==== Data excerpts

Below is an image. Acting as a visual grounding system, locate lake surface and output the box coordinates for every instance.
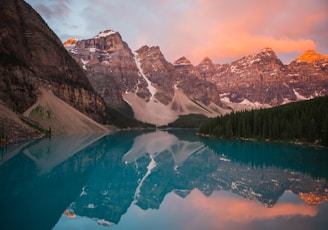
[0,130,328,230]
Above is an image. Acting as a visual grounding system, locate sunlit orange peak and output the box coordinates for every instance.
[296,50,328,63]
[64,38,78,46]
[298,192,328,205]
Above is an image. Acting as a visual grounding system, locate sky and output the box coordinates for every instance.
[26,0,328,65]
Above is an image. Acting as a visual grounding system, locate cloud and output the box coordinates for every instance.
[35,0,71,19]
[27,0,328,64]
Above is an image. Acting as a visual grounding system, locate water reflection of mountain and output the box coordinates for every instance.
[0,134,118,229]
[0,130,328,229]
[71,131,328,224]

========
==== Data excerpts

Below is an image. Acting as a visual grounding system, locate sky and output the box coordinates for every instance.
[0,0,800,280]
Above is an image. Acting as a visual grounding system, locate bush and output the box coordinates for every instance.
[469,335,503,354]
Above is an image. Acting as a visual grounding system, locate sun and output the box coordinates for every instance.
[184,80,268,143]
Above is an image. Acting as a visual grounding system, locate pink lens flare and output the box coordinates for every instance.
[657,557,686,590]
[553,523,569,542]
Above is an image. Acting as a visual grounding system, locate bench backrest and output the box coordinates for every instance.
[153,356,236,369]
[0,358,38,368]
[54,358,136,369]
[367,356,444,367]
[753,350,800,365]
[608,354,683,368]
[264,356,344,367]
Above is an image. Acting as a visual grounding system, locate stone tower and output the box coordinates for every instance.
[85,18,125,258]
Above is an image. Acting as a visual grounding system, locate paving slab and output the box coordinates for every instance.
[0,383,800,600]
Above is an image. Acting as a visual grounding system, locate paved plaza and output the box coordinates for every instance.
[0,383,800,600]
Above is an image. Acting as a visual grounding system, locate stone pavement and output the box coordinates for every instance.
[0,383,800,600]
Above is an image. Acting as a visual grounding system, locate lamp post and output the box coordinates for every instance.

========
==== Data excerpts

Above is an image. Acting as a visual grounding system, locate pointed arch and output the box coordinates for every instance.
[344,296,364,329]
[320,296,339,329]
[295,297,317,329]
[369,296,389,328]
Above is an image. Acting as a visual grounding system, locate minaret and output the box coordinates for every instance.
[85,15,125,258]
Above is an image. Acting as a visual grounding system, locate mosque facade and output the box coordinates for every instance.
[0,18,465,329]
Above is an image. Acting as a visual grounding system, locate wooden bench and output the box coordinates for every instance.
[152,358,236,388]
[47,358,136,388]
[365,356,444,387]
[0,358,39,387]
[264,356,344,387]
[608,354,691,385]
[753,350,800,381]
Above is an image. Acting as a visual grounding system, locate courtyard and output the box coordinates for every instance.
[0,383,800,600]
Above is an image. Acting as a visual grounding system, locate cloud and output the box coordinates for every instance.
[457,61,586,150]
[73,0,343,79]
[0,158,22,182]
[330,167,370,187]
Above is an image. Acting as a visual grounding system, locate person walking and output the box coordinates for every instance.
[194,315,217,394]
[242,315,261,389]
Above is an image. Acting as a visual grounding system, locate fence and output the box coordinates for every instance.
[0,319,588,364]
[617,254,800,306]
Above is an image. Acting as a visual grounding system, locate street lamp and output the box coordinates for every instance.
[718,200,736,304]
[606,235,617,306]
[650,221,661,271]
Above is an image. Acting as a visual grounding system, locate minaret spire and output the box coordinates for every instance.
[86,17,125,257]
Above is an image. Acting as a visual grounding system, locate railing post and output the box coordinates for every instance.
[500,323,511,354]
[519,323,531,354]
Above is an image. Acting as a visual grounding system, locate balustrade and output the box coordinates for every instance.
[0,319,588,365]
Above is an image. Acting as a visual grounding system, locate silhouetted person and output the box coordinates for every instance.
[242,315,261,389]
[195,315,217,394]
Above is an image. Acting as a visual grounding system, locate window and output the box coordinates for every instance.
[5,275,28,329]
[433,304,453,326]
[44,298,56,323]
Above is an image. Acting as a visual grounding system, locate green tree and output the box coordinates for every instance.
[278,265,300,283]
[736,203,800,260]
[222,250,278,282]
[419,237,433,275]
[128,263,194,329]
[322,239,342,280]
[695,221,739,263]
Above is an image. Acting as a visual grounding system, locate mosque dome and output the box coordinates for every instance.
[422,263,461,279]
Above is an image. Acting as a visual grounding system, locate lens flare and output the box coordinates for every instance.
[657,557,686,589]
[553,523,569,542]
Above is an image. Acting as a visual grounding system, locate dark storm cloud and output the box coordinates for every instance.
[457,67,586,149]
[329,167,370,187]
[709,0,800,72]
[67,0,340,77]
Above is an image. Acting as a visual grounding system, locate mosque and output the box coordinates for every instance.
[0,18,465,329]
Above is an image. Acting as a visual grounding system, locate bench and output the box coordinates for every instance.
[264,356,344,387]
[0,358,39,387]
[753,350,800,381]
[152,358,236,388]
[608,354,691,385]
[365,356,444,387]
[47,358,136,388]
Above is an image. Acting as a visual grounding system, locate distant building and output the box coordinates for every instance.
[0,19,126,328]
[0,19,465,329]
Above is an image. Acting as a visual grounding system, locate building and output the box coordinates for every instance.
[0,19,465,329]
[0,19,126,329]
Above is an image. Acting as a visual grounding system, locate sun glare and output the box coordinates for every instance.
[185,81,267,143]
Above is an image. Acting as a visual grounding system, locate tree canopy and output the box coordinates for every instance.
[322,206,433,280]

========

## What you have to do
Reproduce the material above, character for character, from the line containing "system, locate wooden" up to and including the line containing "[330,167,370,187]".

## Output below
Above is an image. Acting as a visual grounding system, locate wooden bench and output the box coordinates for every instance.
[152,358,236,388]
[47,358,136,388]
[365,356,444,387]
[0,358,39,387]
[264,356,344,387]
[608,354,691,385]
[753,350,800,381]
Above is an image. Acting as a visual grounding system, locate courtyard and output the box coordinates for every instance.
[0,383,800,600]
Above is an image. Acting as a visual grounding system, locate cloud and output the box coordinates for every instance.
[457,61,586,150]
[73,0,343,79]
[0,158,22,182]
[330,167,370,187]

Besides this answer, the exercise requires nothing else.